= TASK OBJECTIVE =
Put each line of the items below into a Markdown table with the columns Row and Item Line. Number the rows in order and leave out any blank lines.

[Data entries]
%%

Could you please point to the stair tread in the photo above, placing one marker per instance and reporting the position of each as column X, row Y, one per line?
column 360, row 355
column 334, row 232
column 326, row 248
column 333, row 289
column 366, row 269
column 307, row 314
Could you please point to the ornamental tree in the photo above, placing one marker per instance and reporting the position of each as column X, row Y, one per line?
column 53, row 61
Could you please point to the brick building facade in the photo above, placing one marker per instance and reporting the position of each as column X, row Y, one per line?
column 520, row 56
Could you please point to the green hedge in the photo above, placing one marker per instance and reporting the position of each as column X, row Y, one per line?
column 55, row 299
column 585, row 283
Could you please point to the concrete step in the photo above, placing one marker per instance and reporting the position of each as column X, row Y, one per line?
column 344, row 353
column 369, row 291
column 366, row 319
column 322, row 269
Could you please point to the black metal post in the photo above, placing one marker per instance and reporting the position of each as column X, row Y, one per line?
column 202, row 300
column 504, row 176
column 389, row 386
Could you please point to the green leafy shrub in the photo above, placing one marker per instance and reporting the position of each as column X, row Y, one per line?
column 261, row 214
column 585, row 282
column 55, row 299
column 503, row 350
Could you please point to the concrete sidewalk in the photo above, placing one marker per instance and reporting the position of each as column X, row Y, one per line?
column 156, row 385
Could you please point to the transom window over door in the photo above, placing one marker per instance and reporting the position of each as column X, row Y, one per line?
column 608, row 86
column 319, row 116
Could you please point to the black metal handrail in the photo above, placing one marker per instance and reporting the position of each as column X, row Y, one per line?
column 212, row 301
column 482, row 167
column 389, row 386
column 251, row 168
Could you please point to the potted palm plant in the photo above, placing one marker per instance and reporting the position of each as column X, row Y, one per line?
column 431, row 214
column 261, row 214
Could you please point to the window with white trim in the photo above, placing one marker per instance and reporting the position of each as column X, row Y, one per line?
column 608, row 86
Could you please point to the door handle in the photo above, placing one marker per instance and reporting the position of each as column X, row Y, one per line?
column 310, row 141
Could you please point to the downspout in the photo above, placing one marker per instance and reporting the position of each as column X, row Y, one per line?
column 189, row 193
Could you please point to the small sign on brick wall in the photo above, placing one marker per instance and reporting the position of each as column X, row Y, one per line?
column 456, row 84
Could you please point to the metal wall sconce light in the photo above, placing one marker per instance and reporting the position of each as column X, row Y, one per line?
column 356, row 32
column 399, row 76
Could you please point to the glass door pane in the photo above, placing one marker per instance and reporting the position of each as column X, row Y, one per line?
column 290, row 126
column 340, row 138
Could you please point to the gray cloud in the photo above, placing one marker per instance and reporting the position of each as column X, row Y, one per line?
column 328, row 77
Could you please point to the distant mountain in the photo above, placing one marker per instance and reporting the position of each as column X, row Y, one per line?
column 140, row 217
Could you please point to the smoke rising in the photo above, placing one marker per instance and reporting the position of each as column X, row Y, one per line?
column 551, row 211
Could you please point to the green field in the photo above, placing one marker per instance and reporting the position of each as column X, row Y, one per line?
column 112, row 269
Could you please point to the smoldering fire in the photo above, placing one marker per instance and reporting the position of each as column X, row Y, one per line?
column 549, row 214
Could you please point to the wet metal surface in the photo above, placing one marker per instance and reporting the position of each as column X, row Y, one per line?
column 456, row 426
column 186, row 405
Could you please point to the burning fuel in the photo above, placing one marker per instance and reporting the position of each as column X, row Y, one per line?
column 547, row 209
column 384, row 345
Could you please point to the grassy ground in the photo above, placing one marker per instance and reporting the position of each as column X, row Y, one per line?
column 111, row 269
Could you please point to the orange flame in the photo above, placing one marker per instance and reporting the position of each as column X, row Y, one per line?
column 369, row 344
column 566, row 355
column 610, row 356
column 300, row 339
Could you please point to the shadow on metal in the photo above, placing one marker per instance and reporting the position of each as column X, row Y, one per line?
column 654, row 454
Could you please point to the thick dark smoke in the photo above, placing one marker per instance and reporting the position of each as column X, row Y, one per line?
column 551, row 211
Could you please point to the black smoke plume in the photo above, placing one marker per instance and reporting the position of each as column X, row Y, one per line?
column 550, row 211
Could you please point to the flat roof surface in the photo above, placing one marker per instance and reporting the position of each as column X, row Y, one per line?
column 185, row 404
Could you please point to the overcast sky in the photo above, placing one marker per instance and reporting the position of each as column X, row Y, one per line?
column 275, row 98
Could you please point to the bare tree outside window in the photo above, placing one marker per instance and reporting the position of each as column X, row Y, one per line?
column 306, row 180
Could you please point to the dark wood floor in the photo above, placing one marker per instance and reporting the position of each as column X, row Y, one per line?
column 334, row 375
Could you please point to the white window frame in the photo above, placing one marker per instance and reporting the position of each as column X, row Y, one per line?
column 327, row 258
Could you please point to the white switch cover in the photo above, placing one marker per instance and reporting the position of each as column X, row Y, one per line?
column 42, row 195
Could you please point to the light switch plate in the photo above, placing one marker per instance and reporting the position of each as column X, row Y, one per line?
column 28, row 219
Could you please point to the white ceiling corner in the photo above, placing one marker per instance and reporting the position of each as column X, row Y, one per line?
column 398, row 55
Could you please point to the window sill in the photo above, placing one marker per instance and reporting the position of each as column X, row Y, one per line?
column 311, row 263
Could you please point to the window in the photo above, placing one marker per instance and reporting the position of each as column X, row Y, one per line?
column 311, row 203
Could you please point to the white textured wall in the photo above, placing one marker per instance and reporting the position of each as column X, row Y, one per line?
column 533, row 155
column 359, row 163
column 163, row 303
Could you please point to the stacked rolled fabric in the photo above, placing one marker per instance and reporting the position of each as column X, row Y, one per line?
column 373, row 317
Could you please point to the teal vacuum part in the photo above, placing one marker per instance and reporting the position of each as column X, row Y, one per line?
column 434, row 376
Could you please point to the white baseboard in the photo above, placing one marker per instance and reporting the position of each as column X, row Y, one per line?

%%

= SOLUTION TO THIS PROBLEM =
| Row | Item Line |
|---|---|
| 1 | Could you please point to the stair tread in the photo above, placing one marker per instance and reporting the position of each as column X, row Y, one per line? |
| 2 | column 360, row 355 |
| 3 | column 334, row 232 |
| 4 | column 326, row 248 |
| 5 | column 333, row 289 |
| 6 | column 366, row 269 |
| 7 | column 307, row 314 |
| 8 | Could you please point to the ornamental tree in the photo above, placing one marker per instance and reporting the position of each as column X, row Y, one per line? |
| 9 | column 53, row 61 |
| 10 | Could you please point to the brick building facade in the photo above, placing one marker per instance and reporting the position of each as column X, row Y, one per line? |
| 11 | column 520, row 56 |
| 12 | Could you please point to the green hedge in the photo above, placing one marker per instance and reporting the position of each as column X, row Y, one per line? |
| 13 | column 55, row 299 |
| 14 | column 585, row 283 |
| 15 | Could you please point to the concrete step in the photo above, placing one marker per instance and reporting the position of each as column X, row Y, one per line? |
| 16 | column 344, row 353 |
| 17 | column 369, row 291 |
| 18 | column 366, row 319 |
| 19 | column 322, row 269 |
| 20 | Could you please point to the black metal post in the photo above, placing one marker per instance and reporting the position of each as column X, row Y, one per line? |
| 21 | column 202, row 300 |
| 22 | column 504, row 176 |
| 23 | column 389, row 386 |
| 24 | Could you please point to the green leafy shrub in the photo above, placing one marker per instance and reporting the position of each as column X, row Y, one per line? |
| 25 | column 261, row 214 |
| 26 | column 585, row 282 |
| 27 | column 55, row 299 |
| 28 | column 503, row 350 |
| 29 | Could you please point to the concrete sidewalk in the photo above, placing one marker per instance and reporting the position of each as column X, row Y, one per line? |
| 30 | column 156, row 385 |
| 31 | Could you please point to the transom window over door in the photo above, placing one marker per instance and reporting the position of each as column X, row Y, one per line? |
| 32 | column 608, row 86 |
| 33 | column 319, row 116 |
| 34 | Could you please point to the black metal handrail in the photo above, placing one marker per instance and reporting the position of each as column X, row Y, one per line? |
| 35 | column 212, row 301 |
| 36 | column 482, row 167 |
| 37 | column 389, row 386 |
| 38 | column 251, row 168 |
| 39 | Could you please point to the potted palm plant in the photo above, placing one marker per instance and reporting the position of each as column X, row Y, one per line? |
| 40 | column 431, row 214 |
| 41 | column 261, row 214 |
| 42 | Could you please point to the window with white trim in the photo above, placing one marker per instance and reporting the position of each as column X, row Y, one per line? |
| 43 | column 608, row 86 |
| 44 | Could you please point to the door handle in the photo above, placing one marker per instance and reporting the position of each as column X, row Y, one per line? |
| 45 | column 310, row 141 |
| 46 | Could you please point to the downspout in the photo above, placing one marker per instance and reporting the position of each as column X, row Y, one per line? |
| 47 | column 189, row 193 |
| 48 | Could you please point to the small sign on brick wall in the photo above, placing one marker per instance and reporting the position of each as column X, row Y, one per line? |
| 49 | column 456, row 84 |
| 50 | Could you please point to the metal wall sconce light in the photo above, placing one marker per instance and reporting the position of each as column X, row Y, one per line? |
| 51 | column 356, row 32 |
| 52 | column 399, row 76 |
| 53 | Could you please point to the glass door pane in the photo above, placing one marker per instance and reporting the position of each as column X, row Y, one per line? |
| 54 | column 290, row 126 |
| 55 | column 340, row 138 |
| 56 | Could you please point to the gray cloud in the photo above, placing one marker per instance and reporting the position of each as column X, row Y, one per line? |
| 57 | column 328, row 77 |
| 58 | Could you please point to the distant mountain in the photo above, placing one marker per instance and reporting the position of each as column X, row Y, one per line? |
| 59 | column 140, row 217 |
| 60 | Could you please point to the smoke rising in the photo above, placing one marker per instance and reporting the position of each as column X, row Y, one per line? |
| 61 | column 551, row 211 |
| 62 | Could you please point to the green field in the photo above, placing one marker per instance and reporting the position of each as column X, row Y, one per line? |
| 63 | column 112, row 269 |
| 64 | Could you please point to the smoldering fire in the photo above, placing one marker per instance and reporting the position of each as column X, row Y, one per line? |
| 65 | column 549, row 214 |
| 66 | Could you please point to the wet metal surface in the photo above, placing one marker per instance and reporting the position of each as column X, row Y, one per line? |
| 67 | column 456, row 426 |
| 68 | column 186, row 405 |
| 69 | Could you please point to the burning fuel in the photo above, placing one marker per instance and reporting the position of each as column X, row Y, one per line? |
| 70 | column 547, row 209 |
| 71 | column 384, row 345 |
| 72 | Could you please point to the grassy ground in the photo above, placing one marker per instance and reporting the position of each as column X, row Y, one per line? |
| 73 | column 111, row 269 |
| 74 | Could you please point to the orange flame in the photo above, placing one marker per instance and reporting the position of each as column X, row Y, one per line? |
| 75 | column 369, row 344 |
| 76 | column 566, row 355 |
| 77 | column 610, row 356 |
| 78 | column 300, row 339 |
| 79 | Could you please point to the shadow on metal in the photo above, placing one marker per instance and reporting the position of each as column X, row Y, one per line? |
| 80 | column 654, row 454 |
| 81 | Could you please point to the thick dark smoke in the photo above, placing one marker per instance and reporting the position of each as column X, row Y, one per line? |
| 82 | column 551, row 211 |
| 83 | Could you please point to the black smoke plume in the photo above, placing one marker per instance and reporting the position of each as column X, row Y, one per line? |
| 84 | column 550, row 211 |
| 85 | Could you please point to the flat roof surface in the photo above, placing one marker per instance and reporting the position of each as column X, row Y, one per line? |
| 86 | column 185, row 404 |
| 87 | Could you please point to the overcast sky in the photo above, placing one marker per instance and reporting the position of each as column X, row Y, one per line? |
| 88 | column 275, row 98 |
| 89 | Could you please point to the bare tree outside window in the photo above, placing one marker per instance and reporting the position of each as column X, row Y, one per line? |
| 90 | column 306, row 180 |
| 91 | Could you please point to the dark wood floor in the photo above, placing one marker per instance and reporting the position of each as column X, row Y, one per line? |
| 92 | column 334, row 375 |
| 93 | Could you please point to the white window frame in the photo above, placing one marker per instance and reporting the position of each as column X, row Y, one per line? |
| 94 | column 327, row 258 |
| 95 | Could you please point to the white switch cover in the photo above, placing one marker per instance and reporting the position of each as column X, row Y, one per line? |
| 96 | column 42, row 195 |
| 97 | Could you please point to the light switch plate in the photo above, placing one marker per instance and reporting the position of each as column X, row Y, one per line? |
| 98 | column 28, row 219 |
| 99 | Could you please point to the white ceiling corner in the photo above, placing one marker per instance and reporting the position of each as column X, row Y, one per line? |
| 100 | column 398, row 55 |
| 101 | Could you please point to the window sill in the photo above, placing one marker per instance and reporting the position of each as column X, row Y, one per line? |
| 102 | column 311, row 263 |
| 103 | Could you please point to the window in the photo above, placing one marker per instance and reporting the position of each as column X, row Y, one per line? |
| 104 | column 311, row 203 |
| 105 | Could you please point to the white textured wall in the photo above, placing one marker per instance and reporting the position of each as column X, row Y, one per line? |
| 106 | column 533, row 155 |
| 107 | column 359, row 163 |
| 108 | column 163, row 303 |
| 109 | Could you please point to the stacked rolled fabric in the photo above, placing one marker per instance and reporting the position of each as column X, row Y, one per line? |
| 110 | column 373, row 317 |
| 111 | Could you please point to the teal vacuum part in the photo above, placing one marker per instance and reporting the position of each as column X, row Y, one per line? |
| 112 | column 434, row 376 |
| 113 | Could you please point to the white baseboard in the photo above, placing one marker per instance and reporting the position of each as column X, row Y, one per line? |